ENUNCIADO DA TAREFA:
Por favor, reescreva todas as linhas abaixo como uma lista numerada, omitindo as linhas em branco. Deixe as imagens fora da resposta.

[Entradas de dados coletados]
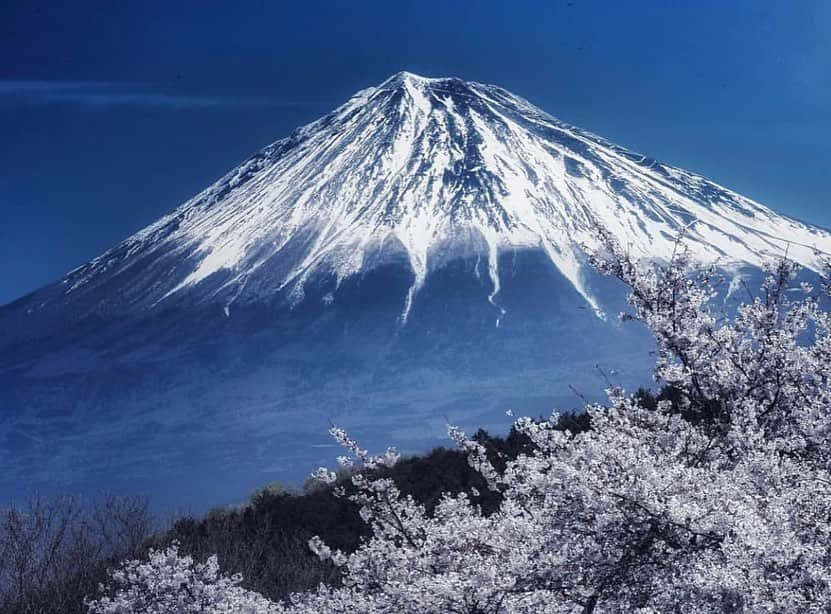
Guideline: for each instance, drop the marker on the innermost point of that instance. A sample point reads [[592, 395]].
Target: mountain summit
[[432, 169], [416, 254]]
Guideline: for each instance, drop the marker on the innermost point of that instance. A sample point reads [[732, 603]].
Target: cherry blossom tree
[[715, 502]]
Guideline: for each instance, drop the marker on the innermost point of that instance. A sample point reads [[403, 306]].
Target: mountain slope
[[417, 253], [434, 168]]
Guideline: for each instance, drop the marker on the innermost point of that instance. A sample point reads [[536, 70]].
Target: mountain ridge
[[417, 253], [430, 167]]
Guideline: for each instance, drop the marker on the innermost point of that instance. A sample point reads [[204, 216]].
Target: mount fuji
[[417, 255]]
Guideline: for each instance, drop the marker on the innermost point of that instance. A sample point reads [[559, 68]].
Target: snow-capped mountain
[[428, 233]]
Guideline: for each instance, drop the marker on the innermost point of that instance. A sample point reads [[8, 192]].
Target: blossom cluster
[[715, 502]]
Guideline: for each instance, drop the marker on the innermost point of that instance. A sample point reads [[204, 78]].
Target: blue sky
[[112, 113]]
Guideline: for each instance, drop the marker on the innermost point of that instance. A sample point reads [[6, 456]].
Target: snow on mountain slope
[[434, 169]]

RESPOSTA DO EXERCÍCIO:
1. Guideline: for each instance, drop the marker on the innermost point of that instance. A sample point reads [[592, 395]].
2. Target: mountain summit
3. [[432, 169], [416, 254]]
4. Guideline: for each instance, drop the marker on the innermost point of that instance. A sample point reads [[732, 603]].
5. Target: cherry blossom tree
6. [[715, 502]]
7. Guideline: for each instance, drop the marker on the innermost point of that instance. A sample point reads [[403, 306]].
8. Target: mountain slope
9. [[417, 253], [434, 168]]
10. Guideline: for each instance, drop the marker on the innermost point of that instance. A sample point reads [[536, 70]].
11. Target: mountain ridge
12. [[417, 253], [430, 167]]
13. Guideline: for each instance, drop the marker on the innermost point of that instance. A sample point reads [[204, 216]].
14. Target: mount fuji
15. [[417, 255]]
16. Guideline: for each instance, drop the marker on the innermost point of that instance. A sample point reads [[559, 68]].
17. Target: snow-capped mountain
18. [[428, 233]]
19. Guideline: for each instance, drop the marker on the innermost point of that instance. A sample point reads [[8, 192]].
20. Target: blossom cluster
21. [[715, 502]]
22. Guideline: for each instance, drop the marker on the innermost point of that instance. A sample point reads [[204, 78]].
23. Target: blue sky
24. [[112, 113]]
25. Guideline: for each instance, drop the marker on the innermost point of that instance. A sample point reads [[6, 456]].
26. Target: snow on mountain slope
27. [[434, 169]]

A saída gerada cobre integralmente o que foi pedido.